*** Text

= Healthiest State in the Nation Campaign =

Public health campaign in Washington, United States

The Healthiest State in the Nation Campaign was a statewide public health initiative launched in Washington State in 2004 by the Washington Health Foundation (WHF), a Seattle-based nonprofit organization. The campaign’s goal was to improve the overall health of Washington residents and to raise the state's national health ranking to first place in the United States.

The campaign was officially launched on September 18, 2004. In 2012, the Washington Health Foundation suspended major operations, including the campaign, after exhausting its funding.

==History==
When Washington dropped out of America's Health Rankings' top ten in its 2003 national report, the WHF began to channel its efforts towards major reform in healthcare for the state.

==Campaign==
In an attempt to educate and engage the people of Washington on health issues, the Healthiest State in the Nation campaign was created as a long-term civic engagement effort. Using the United Health Foundation's America's Health Rankings model as a guide, the Healthiest State Campaign was developed around six action areas, each with two health measures used in determining the state's health rank. The campaign attempted to improve these areas through civic engagement while emphasizing the importance of personal responsibility and collective action in making Washington a healthier state.

******
*** Record excerpts

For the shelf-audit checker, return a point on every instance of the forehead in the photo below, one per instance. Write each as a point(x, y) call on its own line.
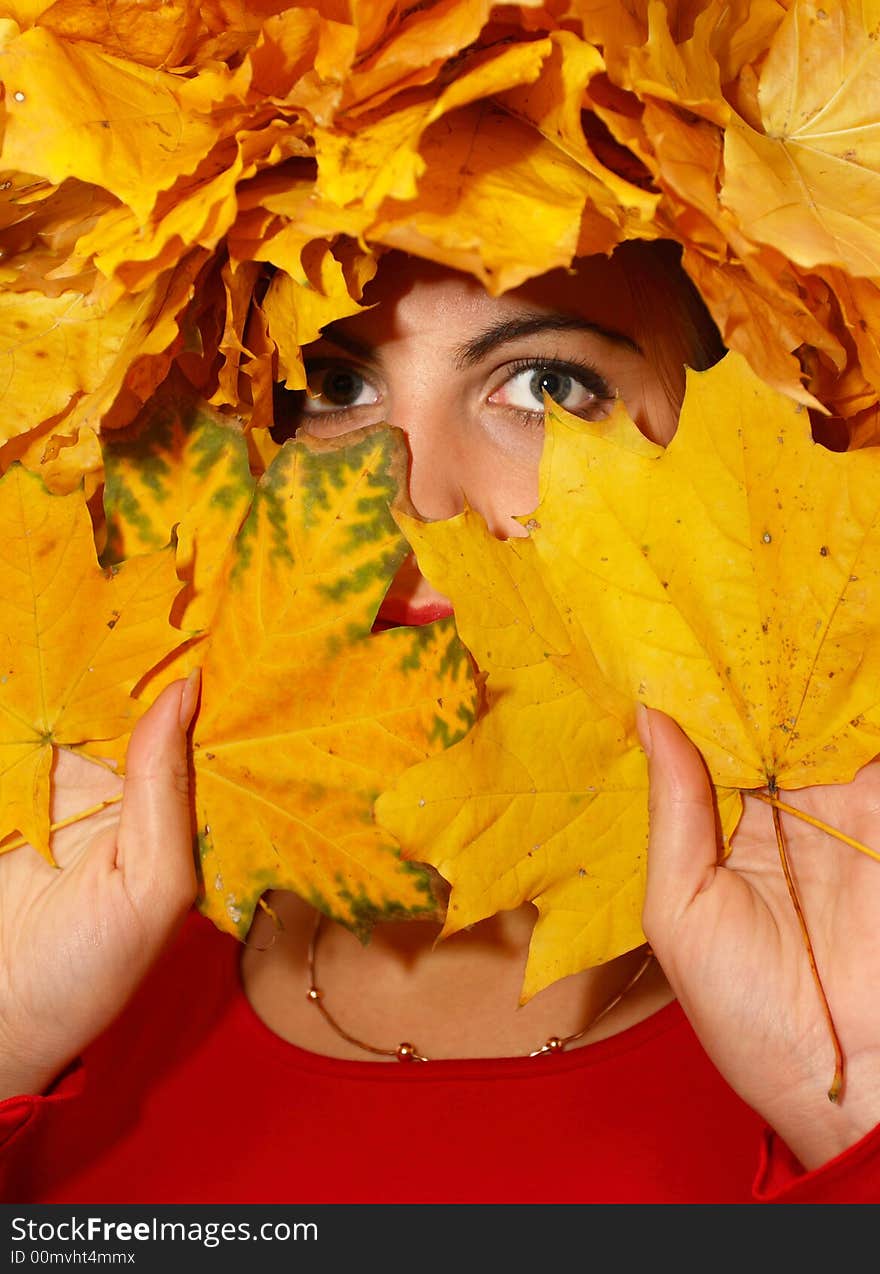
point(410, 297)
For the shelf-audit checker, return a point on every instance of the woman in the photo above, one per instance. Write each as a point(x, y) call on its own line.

******
*** Record excerpts

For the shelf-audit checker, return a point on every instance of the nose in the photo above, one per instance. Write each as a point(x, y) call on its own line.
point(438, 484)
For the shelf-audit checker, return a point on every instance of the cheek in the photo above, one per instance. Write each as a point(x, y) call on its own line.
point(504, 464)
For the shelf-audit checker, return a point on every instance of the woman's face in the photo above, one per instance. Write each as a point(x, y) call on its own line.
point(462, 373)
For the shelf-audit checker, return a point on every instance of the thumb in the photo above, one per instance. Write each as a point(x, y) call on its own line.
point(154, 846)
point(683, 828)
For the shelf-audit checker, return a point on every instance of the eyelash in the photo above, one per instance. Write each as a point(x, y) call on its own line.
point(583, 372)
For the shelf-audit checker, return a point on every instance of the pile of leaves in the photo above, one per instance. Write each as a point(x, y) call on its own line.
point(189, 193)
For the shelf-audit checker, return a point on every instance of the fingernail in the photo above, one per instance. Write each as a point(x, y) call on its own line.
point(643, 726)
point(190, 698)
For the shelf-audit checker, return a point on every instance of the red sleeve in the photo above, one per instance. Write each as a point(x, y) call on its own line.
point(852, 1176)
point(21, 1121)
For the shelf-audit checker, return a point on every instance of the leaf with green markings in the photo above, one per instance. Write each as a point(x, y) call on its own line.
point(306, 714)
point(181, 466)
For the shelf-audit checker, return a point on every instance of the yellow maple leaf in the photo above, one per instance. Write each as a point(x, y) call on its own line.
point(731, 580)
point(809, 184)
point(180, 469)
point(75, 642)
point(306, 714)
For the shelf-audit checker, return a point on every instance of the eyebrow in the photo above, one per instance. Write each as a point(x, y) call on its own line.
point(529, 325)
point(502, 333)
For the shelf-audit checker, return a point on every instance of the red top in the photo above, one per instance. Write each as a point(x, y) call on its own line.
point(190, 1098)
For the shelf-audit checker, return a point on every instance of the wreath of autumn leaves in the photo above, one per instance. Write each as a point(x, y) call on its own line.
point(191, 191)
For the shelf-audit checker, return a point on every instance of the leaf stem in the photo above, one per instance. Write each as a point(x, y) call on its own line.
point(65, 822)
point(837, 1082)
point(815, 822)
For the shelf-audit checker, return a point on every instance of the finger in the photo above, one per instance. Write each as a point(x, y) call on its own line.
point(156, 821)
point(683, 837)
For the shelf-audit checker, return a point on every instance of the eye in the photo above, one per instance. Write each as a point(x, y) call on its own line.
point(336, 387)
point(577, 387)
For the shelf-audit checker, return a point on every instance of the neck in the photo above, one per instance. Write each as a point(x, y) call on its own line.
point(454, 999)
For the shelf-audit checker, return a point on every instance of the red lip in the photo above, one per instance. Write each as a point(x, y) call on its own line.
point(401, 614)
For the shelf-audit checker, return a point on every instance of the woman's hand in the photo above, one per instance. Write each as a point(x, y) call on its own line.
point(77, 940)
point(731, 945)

******

▸ Activity A
From the text on the Healthiest State in the Nation Campaign, extract the passage starting with "The campaign was" and going on through "for the state.".
▸ Activity B
According to the text on the Healthiest State in the Nation Campaign, on what date was the campaign officially launched?
▸ Activity C
Continue the text on the Healthiest State in the Nation Campaign from its last sentence.

▸ Task output A
The campaign was officially launched on September 18, 2004. In 2012, the Washington Health Foundation suspended major operations, including the campaign, after exhausting its funding.

==History==
When Washington dropped out of America's Health Rankings' top ten in its 2003 national report, the WHF began to channel its efforts towards major reform in healthcare for the state.

▸ Task output B
September 18, 2004

▸ Task output C
Healthiest State Campaign Action Areas and Measures
| Action Areas | Measures |
|---|---|
| Promoting community health | Promoting economic well-being, raising the high school graduation rate |
| Investing in preventative care | Insuring for preventative care, investing in public health systems |
| Increasing investment in health services | Health Home, improving medical care quality |
| Protecting against injury & disease | Use of proven preventive care, preventing injury and violence |
| Avoiding addictions | Discouraging smoking and drinking |
| Engaging in healthy habits | Engaging in physical activity and proper nutrition |

===Launch and beyond===
In 2005, the campaign launched a quarterly magazine, Thrive!, which reached an initial statewide circulation of 150,000 copies distributed through libraries, universities, and hospitals. The publication provided resources on healthy lifestyles and featured local figures, such as Suzy Preston, a winner of NBC's The Biggest Loser, and former Seattle Seahawks player Shaun Alexander.

The campaign began to focus on the political aspects of health in 2006, developing a priority list and working with the Washington State Legislature to produce laws and policies to improve Washington's health.

In 2007, Washington State's health rank climbed from 15th to 12th, becoming one of five states to earn the title of "Most Improved State." Washington was ranked 10th on the WHF's 2008 Report Card.

===Healthiest State xChange===
In 2010, the WHF unveiled the Healthiest State xChange and implemented the first steps of its launch in 2011. The program provided free support for consumers and businesses to help purchase and manage health insurance plans. The service also encouraged users to make the WHF their insurance broker of record, after which the WHF would charge a commission for its services.

The program was established as a revenue source for the WHF, which had depleted its financial reserves. In 2012, the WHF concluded that the program's income would be insufficient to cover operational expenses. In 2013, the WHF wound down its major operations, sold the xChange program to a private insurance broker, and subsequently suspended it.